━━ RECORD EXCERPTS ━━

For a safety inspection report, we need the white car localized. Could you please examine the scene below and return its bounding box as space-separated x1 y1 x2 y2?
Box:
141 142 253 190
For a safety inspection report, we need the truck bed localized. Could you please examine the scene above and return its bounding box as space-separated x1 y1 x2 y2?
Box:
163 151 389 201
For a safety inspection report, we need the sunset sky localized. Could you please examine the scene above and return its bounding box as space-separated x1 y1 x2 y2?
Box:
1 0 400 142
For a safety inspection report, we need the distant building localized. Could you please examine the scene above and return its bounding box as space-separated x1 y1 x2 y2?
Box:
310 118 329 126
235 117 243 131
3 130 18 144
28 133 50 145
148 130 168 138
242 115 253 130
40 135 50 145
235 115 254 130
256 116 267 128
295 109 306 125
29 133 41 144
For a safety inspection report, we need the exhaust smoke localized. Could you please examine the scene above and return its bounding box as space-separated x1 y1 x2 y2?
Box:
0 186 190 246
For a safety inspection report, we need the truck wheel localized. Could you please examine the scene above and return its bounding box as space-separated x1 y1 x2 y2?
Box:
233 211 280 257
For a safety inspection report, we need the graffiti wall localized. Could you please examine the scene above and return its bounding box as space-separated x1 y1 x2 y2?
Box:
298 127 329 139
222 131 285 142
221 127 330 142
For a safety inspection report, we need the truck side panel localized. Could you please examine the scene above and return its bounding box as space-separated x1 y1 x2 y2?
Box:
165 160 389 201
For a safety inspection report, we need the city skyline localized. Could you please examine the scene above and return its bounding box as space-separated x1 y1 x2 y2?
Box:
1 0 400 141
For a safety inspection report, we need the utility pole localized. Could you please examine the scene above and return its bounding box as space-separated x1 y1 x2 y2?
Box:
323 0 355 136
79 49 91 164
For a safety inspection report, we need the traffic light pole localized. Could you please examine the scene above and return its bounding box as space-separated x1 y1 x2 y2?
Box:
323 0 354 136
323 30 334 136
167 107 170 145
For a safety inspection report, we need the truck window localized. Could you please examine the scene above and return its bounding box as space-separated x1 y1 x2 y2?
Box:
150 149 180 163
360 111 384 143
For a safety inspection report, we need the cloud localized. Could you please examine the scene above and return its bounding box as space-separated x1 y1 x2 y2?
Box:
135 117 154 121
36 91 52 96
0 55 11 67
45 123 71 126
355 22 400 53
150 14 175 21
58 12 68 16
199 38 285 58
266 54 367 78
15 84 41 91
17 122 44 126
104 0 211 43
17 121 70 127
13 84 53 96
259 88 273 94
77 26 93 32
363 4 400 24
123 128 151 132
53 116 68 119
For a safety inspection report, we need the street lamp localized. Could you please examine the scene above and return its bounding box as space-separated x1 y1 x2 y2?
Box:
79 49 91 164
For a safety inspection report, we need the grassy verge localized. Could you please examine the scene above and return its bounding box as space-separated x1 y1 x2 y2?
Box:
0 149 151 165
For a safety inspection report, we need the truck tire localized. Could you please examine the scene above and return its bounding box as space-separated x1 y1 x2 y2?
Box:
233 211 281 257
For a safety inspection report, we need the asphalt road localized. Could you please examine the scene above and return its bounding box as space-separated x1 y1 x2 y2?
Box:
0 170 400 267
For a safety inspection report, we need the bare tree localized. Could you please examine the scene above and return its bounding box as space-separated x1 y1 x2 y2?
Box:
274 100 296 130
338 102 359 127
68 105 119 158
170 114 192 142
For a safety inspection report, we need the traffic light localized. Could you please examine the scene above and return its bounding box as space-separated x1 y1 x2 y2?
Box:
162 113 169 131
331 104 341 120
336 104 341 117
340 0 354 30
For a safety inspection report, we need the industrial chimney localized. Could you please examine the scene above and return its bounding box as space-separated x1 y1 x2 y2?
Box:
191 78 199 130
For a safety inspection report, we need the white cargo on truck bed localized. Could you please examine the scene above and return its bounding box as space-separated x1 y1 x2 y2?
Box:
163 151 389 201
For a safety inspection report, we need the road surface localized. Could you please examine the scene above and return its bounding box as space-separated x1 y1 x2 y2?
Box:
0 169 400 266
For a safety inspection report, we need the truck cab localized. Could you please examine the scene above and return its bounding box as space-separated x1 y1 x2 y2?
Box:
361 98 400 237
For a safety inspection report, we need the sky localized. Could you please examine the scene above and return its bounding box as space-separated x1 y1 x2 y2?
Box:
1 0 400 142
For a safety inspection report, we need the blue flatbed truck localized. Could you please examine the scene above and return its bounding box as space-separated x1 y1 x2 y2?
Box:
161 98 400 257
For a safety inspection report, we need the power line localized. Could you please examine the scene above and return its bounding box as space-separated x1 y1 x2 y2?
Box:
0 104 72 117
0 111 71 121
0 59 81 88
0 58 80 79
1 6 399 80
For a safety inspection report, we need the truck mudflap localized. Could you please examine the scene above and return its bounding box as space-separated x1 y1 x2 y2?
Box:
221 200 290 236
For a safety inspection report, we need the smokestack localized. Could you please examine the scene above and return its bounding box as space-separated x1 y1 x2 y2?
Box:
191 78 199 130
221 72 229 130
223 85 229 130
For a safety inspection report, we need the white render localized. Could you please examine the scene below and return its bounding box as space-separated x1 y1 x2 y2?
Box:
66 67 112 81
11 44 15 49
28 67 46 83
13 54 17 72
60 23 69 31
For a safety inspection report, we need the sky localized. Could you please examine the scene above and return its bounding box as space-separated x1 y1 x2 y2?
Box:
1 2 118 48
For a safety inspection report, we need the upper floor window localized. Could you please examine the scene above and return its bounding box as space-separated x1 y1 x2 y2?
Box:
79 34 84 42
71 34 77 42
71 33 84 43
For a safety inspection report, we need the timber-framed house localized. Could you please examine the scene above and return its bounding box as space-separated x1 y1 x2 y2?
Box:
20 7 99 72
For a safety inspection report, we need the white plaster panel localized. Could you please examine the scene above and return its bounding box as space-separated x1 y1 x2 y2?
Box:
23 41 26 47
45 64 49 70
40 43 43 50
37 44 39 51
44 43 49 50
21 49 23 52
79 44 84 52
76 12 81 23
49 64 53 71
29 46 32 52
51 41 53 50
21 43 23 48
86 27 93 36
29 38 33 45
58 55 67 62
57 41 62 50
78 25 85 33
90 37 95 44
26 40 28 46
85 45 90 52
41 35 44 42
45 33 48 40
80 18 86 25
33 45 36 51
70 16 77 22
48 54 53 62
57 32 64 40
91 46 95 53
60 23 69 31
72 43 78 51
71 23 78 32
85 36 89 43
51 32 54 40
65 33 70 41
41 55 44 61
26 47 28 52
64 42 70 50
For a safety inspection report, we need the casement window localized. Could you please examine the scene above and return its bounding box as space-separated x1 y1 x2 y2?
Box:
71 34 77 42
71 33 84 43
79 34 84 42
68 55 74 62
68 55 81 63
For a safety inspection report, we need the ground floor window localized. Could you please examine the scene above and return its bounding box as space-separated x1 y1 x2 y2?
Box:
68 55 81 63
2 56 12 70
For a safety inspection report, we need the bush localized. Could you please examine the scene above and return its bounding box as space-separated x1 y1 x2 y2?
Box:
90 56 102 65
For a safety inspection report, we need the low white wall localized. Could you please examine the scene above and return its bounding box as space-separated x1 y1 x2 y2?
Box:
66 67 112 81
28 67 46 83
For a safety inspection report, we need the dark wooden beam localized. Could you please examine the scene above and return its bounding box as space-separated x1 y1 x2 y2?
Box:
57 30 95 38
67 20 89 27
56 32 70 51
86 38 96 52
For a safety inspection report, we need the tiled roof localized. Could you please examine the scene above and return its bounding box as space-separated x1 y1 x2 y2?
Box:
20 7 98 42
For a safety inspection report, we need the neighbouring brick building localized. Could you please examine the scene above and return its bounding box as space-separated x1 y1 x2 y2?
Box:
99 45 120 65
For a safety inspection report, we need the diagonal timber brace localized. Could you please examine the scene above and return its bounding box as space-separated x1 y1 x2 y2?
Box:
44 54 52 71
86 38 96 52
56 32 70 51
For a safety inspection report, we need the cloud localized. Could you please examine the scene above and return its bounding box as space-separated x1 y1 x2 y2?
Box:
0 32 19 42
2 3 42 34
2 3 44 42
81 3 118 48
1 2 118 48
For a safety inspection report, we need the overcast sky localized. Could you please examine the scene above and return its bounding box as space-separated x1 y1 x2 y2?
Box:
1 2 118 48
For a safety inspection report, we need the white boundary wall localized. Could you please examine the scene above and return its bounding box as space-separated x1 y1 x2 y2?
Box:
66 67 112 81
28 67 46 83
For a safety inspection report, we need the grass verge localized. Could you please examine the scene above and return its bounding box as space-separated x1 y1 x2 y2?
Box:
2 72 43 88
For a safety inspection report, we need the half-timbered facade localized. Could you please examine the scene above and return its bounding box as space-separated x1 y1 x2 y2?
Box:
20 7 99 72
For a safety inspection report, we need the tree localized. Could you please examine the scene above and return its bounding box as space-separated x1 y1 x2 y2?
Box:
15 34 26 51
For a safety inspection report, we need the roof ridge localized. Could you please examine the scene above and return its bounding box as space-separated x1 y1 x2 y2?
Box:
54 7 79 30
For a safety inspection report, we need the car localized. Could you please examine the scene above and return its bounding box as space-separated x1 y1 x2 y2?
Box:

━━━

### EXERCISE PROMPT
From the listing above, copy every line where the string "building" is found.

### EXPECTED ANSWER
For a safety inspection report, we need the distant building localized. Could you please examine the scene above and return its bounding box as space-separated x1 y1 x2 y2?
For a safety inspection report, we need the neighbouring brick building localized. Could you please examine the scene above and return its bounding box as space-separated x1 y1 x2 y2?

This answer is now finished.